_Work instructions_
Convert each line of the following data into a JSON list of strings, one string per line, omitting any blank lines.

Stored items from a collection:
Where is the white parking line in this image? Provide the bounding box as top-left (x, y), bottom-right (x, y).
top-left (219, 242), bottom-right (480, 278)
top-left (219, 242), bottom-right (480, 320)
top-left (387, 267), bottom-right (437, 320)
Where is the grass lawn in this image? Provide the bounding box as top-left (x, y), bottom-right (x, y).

_Finished answer_
[
  "Where is the white parking line in this image? Provide the bounding box as top-left (x, y), bottom-right (x, y).",
  "top-left (219, 242), bottom-right (480, 278)",
  "top-left (219, 242), bottom-right (480, 320)",
  "top-left (387, 267), bottom-right (437, 320)",
  "Where is the grass lawn in this image? Provide the bounding box as top-left (x, y), bottom-right (x, y)."
]